◆ EXERCICE PROPOSÉ A ◆
Recopiez fidèlement, dans l'extrait sur le changement de direction, le passage qui va de « Je vous épargnerai » à « à l’ancrage local. ».
◆ EXERCICE PROPOSÉ B ◆
Pouvez-vous prolonger l'extrait sur le changement de direction à partir de sa dernière phrase ?

◆ EXTRAIT DU TEXTE ◆

---+---

Les Néerlandais vendent des crasses immangeables, les Français mentent comme des arracheurs de dents et le ministre de l’Économie s’attaque aux multinationales : l’avenir s’annonce donc radieux pour notre fier leader du marché. Filet Pur prend congé d’une icône.
Présent amer
Héhé. Il est heureux d’en avoir fini. Notamment parce que l’éternelle question de son départ à la retraite ne lui sera plus posée, sans doute. Et parce qu’il ne devra plus se fader les âneries de Filet Pur tous les vendredis, aussi. Pourtant : plus que deux semaines, Jef ! Il va me manquer, vraiment. Mais pas à tout le monde, manifestement. Sont en effet très clairement heureux d’en être débarrassés : les investisseurs. C’est en tout cas ce que l’on peut déduire du cours de l’action, qui a gagné 10 % dès que le changement de direction a été rendu public. Beau cadeau d’adieu : 400 millions d’euros. Mais un peu amer… Bref, bon vent…
Avec un moment presque gênant pendant la conférence de presse, quand le futur CEO Stefan Goethaert a demandé une salve d’applaudissements pour son prédécesseur. Aïe, la salle a été hésitante. Il faut dire que ces journalistes financiers toujours aussi sérieux et objectifs n’applaudissent pas facilement, sauf eux-mêmes. Heureusement, les collègues de Colruyt ont fait la claque. Allez les gars, on parle d’une véritable une icône, là. Un homme inébranlable qui aura tenu la barre pendant trente ans, pendant que les mercenaires se succédaient dans les camps rivaux – pour laisser derrière eux des ravages encore plus épouvantables que ceux qu’ils avaient rencontrés à leurs débuts.
Force tranquille
Pas vrai ? Il suffit de penser aux six Français qui ont précédé Geoffroy Gersdorff chez Carrefour. Désastreux. Ou à la série de personnages ternes et sans envergure qui ont succédé au flamboyant Arthur Goethals chez Delhaize – à l’exception de Dirk Van den Berghe, manager pur sang qui a eu la sagesse de rapidement tirer ses propres conclusions pour jouer dans la cour des grands. Suis-je trop sévère ? Ce doit être la chaleur. Qui nous rend irritables et agressifs, ai-je lu dans le journal ce matin. Tu l’as dit bouffi.
Je vous épargnerai la logorrhée stratégique qui nous a été servie mercredi dernier. La vie de journaliste n’est pas non plus une fête tous les jours. Mais il est clair qu’il ne faut pas s’attendre à une révolution de palais à Halle. Les investisseurs qui comptaient sur un vent nouveau en sont pour leurs frais. Continuité. Force tranquille. Plus de la même chose, nappée d’une sauce légèrement différente. Des choix plus tranchés en termes de coûts et d’investissements. Des investissements dans la numérisation et l’IA. Appuyer un peu plus sur l’accélérateur. Et priorité à l’ancrage local.

---+---

◆ LISTE DES LIGNES ◆
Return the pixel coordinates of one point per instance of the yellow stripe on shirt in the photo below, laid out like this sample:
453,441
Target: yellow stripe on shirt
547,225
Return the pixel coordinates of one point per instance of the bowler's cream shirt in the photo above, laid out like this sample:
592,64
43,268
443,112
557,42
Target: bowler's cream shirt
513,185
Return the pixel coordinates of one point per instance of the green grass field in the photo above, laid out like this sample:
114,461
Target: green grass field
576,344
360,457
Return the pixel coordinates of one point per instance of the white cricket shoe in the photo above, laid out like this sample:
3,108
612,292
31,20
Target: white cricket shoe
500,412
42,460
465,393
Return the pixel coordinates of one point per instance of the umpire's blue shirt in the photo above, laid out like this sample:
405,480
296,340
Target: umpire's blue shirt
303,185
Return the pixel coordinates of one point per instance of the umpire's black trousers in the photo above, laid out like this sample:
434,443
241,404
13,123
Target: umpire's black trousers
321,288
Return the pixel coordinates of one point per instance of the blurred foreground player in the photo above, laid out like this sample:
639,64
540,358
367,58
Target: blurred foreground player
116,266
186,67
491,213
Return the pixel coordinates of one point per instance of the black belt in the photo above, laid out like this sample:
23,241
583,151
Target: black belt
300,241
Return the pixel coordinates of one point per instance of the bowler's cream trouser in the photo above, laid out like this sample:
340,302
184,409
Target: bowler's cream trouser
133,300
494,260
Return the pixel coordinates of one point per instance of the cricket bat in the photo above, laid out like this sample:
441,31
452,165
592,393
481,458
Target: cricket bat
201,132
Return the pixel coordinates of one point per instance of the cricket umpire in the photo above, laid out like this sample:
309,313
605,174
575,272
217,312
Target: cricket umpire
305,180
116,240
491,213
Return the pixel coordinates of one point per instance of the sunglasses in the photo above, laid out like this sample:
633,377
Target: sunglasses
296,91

---+---

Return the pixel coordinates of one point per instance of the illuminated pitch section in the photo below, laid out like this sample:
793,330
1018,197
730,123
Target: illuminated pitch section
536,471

---+---

◆ RÉPONSE ATTENDUE A ◆
Je vous épargnerai la logorrhée stratégique qui nous a été servie mercredi dernier. La vie de journaliste n’est pas non plus une fête tous les jours. Mais il est clair qu’il ne faut pas s’attendre à une révolution de palais à Halle. Les investisseurs qui comptaient sur un vent nouveau en sont pour leurs frais. Continuité. Force tranquille. Plus de la même chose, nappée d’une sauce légèrement différente. Des choix plus tranchés en termes de coûts et d’investissements. Des investissements dans la numérisation et l’IA. Appuyer un peu plus sur l’accélérateur. Et priorité à l’ancrage local.

◆ RÉPONSE ATTENDUE B ◆
Immangeable
Ils n’ont quand même pas pu s’empêcher de lancer quelques piques à la concurrence. En effet, par la faute de ces Hollandais et Français bon marché, il y a de moins en moins de produits belges dans les rayons des supermarchés. Et ces produits blancs importés par Albert Heijn, Jumbo et Intermarché sont absolument immangeables, même les chiens ne voudraient pas. « Mais pas question pour nous de vendre de telles crasses », a (presque) déclaré un Jo Willemyns combatif qui n’a vraiment pas l’intention de jouer les seconds couteaux chez le discounter. Voilà, qu’ils le sachent à Zaandam, Veghel et Ottignies-Louvain-la-Neuve.
S’en est suivi un bref réquisitoire contre les multinationales, le biscuitier Mondelez en tête : avec leurs hausses de prix irresponsables, elles dépassent les limites de l’élasticité des prix. L’écart de prix avec les marques de distributeurs, beaucoup moins chères, devient presque insoutenable, et les consommateurs s’en rendent compte. Mais les consommateurs se sont aussi rendu compte d’une autre chose : l’herbe est parfois plus verte ailleurs.
Outre-Quiévrain
En effet, dans ce que certains appelle désormais la République populaire de France, cela ne les fait pas rire. Si les marques et les supermarchés ne baissent pas leurs prix de leur propre chef, sous la pression de la concurrence comme il sied à toute économie de marché, le gouvernement prendra les choses en main. Autrement dit : se soumettre ou payer une amende. Le romancier Bruno Le Maire, également ministre de l’Économie à ses heures perdues, n’est pas du genre à se laisser marcher sur les pieds. Les consommateurs belges auront donc encore plus de raisons de faire leurs courses hebdomadaires outre-Quiévrain.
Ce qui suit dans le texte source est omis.